Region pointing data:
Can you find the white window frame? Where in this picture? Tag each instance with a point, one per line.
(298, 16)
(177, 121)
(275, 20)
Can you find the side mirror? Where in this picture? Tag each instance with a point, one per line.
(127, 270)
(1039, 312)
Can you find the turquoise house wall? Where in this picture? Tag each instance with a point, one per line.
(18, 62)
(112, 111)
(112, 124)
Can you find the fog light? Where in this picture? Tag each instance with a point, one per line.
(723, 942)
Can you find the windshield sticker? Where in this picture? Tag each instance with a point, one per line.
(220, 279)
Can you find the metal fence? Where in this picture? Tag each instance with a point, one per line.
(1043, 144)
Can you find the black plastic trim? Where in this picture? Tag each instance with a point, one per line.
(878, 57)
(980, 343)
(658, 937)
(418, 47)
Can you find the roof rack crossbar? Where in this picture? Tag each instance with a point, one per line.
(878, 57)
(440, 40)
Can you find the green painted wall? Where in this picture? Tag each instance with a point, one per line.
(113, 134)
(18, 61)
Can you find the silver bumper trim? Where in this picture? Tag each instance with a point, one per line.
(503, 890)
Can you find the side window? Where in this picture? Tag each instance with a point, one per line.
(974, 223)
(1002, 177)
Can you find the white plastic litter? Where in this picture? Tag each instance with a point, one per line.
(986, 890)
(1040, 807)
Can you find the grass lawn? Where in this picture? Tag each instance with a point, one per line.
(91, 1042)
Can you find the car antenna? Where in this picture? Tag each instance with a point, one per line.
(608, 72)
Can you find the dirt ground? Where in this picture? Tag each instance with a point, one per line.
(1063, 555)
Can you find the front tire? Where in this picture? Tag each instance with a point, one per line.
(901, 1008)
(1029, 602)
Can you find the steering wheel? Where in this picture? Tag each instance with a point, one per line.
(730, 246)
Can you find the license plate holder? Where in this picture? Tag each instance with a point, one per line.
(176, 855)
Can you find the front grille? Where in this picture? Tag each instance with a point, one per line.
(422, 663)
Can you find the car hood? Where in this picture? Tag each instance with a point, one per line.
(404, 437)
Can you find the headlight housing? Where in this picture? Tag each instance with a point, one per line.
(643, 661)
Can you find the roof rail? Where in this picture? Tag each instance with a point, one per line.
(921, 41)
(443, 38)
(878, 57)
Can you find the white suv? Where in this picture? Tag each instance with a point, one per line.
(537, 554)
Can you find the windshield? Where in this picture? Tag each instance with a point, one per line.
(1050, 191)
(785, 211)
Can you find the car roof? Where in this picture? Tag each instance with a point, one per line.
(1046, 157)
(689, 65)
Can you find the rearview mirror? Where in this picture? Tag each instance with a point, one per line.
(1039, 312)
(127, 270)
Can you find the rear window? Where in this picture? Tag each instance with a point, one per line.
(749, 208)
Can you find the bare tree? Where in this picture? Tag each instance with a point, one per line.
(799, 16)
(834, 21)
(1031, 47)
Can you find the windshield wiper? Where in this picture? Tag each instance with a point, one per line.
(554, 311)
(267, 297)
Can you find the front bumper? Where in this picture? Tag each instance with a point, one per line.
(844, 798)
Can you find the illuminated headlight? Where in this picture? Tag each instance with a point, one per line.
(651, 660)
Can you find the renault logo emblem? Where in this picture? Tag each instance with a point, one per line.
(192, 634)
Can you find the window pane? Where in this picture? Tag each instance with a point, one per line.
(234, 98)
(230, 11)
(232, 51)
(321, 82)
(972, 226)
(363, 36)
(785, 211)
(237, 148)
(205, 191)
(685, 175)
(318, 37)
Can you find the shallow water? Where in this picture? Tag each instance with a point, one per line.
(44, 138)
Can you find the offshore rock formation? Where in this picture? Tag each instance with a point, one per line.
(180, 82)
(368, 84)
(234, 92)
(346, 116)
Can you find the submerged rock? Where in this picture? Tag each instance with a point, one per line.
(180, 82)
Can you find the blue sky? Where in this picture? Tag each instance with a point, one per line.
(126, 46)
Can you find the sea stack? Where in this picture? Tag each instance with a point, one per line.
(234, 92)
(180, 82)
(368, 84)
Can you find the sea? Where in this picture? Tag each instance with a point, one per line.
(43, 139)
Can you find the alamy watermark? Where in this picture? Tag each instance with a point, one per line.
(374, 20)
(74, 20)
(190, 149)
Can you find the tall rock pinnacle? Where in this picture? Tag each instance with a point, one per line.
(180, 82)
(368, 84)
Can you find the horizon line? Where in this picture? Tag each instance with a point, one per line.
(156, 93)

* Task instructions
Copy the entries above exactly. Miss none of them.

* Exercise answer
Can you find the white window frame? Where in this picture? Tag each instance with a point, one per line.
(298, 16)
(177, 121)
(275, 20)
Can you find the side mirror? Where in this picture? Tag each instance with a point, one per line.
(127, 270)
(1039, 312)
Can you find the turquoise house wall? Where in this picture? Tag each instance with a point, one per line.
(18, 62)
(112, 111)
(112, 124)
Can you find the fog light? Where in this picture? Tag each instance with a point, one per line.
(723, 942)
Can you find the windshield sticker? Where in this picture? Tag each instance with a point, one per line.
(220, 279)
Can you find the metal fence? Where in this picture? Tag each instance with a point, one per line.
(1043, 144)
Can you find the black plastic trim? Where in this picture? Tag each instance with a point, one per line.
(878, 57)
(980, 343)
(658, 937)
(418, 47)
Can you find the roof rack crossbar? Where in this picture? Tag each instance with a point, one per line.
(878, 57)
(440, 40)
Can you find the green painted wall? Where in this picture? Tag each instance with a point, one per line.
(113, 134)
(18, 61)
Can you find the silver bumper trim? Where in this picture? Tag each instance with a point, one per line.
(503, 890)
Can you find the side window? Where in this picture? Tag each instance with a point, one per line.
(974, 223)
(1002, 177)
Can you find the white plastic litter? Where in this picture? Tag each instance with a point, one per line.
(986, 890)
(1040, 807)
Can you find the grass lawn? Where in this picture? Tag each instance with a point, one per line.
(91, 1042)
Can you find the car antenna? Where in this picture? Tag each instance with a point, one per line.
(608, 72)
Can you find the dirt ground? Where in this picture? Tag each instance with a point, one per line.
(1063, 555)
Can you find the front tire? Where in this picture? Tag each instance with a point, one per line.
(901, 1008)
(1029, 602)
Can you find the steering wheel? Where in this picture? Tag each instance with a point, one per line.
(730, 246)
Can you find the license plate holder? Where in this picture? Tag each instance with a point, one per line.
(176, 855)
Can you find the front grille? Where in this picture? Tag each instance with a point, one per line.
(422, 663)
Can you find the car hood? Where in this picture? Tag each instance with a point, one per line.
(404, 437)
Can you find the headlight housing? Where in this picture? Tag each instance with a point, one per line.
(643, 661)
Can you find the roof rail? Where in this picture? Tag each instance with a point, one per line.
(921, 41)
(443, 38)
(878, 57)
Can you find the white suv? Where in this picture? Tag each instance with a point, one per line.
(537, 554)
Can you find the windshield? Where in this picture? Tag each instance with a point, one per line.
(1050, 191)
(785, 211)
Can you find the car roof? Where in this picture? Tag each instance with a point, one per line.
(1046, 157)
(689, 65)
Can you find the rearview mirror? Where in this picture? Tag each instance with a point, one per line.
(1039, 312)
(127, 270)
Can you find the rear window? Where in this picture? Tag each instance with a point, one per line.
(749, 208)
Can you find the bare tree? Where in this picture? Tag each instance with a point, one per line.
(799, 16)
(834, 21)
(1031, 47)
Can you find the windshield wiper? Where in this picture? Tag each instance with a point, one per line.
(554, 311)
(267, 297)
Can you find the front bumper? Where in this picture? Tag each instance with a point, one per line.
(844, 798)
Can you find the illuminated headlight? Where in this picture? Tag each instance with a point, one per line.
(651, 660)
Can you find the renault logo emblem? Where in this picture? Tag each instance with a point, one per line.
(192, 634)
Can you find the window pane? Where in this picture? Tag each instance with a point, one per line.
(234, 98)
(230, 11)
(232, 51)
(321, 82)
(972, 226)
(363, 36)
(785, 211)
(237, 148)
(205, 191)
(685, 175)
(318, 37)
Can you find the shallow water? Where in this picture? Tag each instance with a point, one per line.
(44, 138)
Can you find the offshore rock formation? Where in this picture? Tag each instance with a point, one per line.
(180, 82)
(368, 84)
(234, 92)
(346, 116)
Can you find the submerged rock? Where in this picture? Tag each instance with a point, one per line.
(180, 82)
Can you find the blue sky? Where in this picture? Tag each instance with a point, one per line.
(126, 46)
Can you find the sea stack? Where in this picture? Tag each instance with a point, one per line.
(234, 92)
(180, 82)
(368, 84)
Can you find the sea? Where in this picture? Tag each instance with a point, one per line.
(43, 139)
Can you find the alamy watermark? Where in this picture? Tag each instance with a point, one per line.
(374, 20)
(74, 20)
(190, 149)
Can you find the tall rock pinnacle? Where in this picture? Tag each instance with a point, one per line.
(180, 82)
(368, 84)
Can you find the horizon line? Where in this picture? Tag each instance with a point, one per line.
(156, 93)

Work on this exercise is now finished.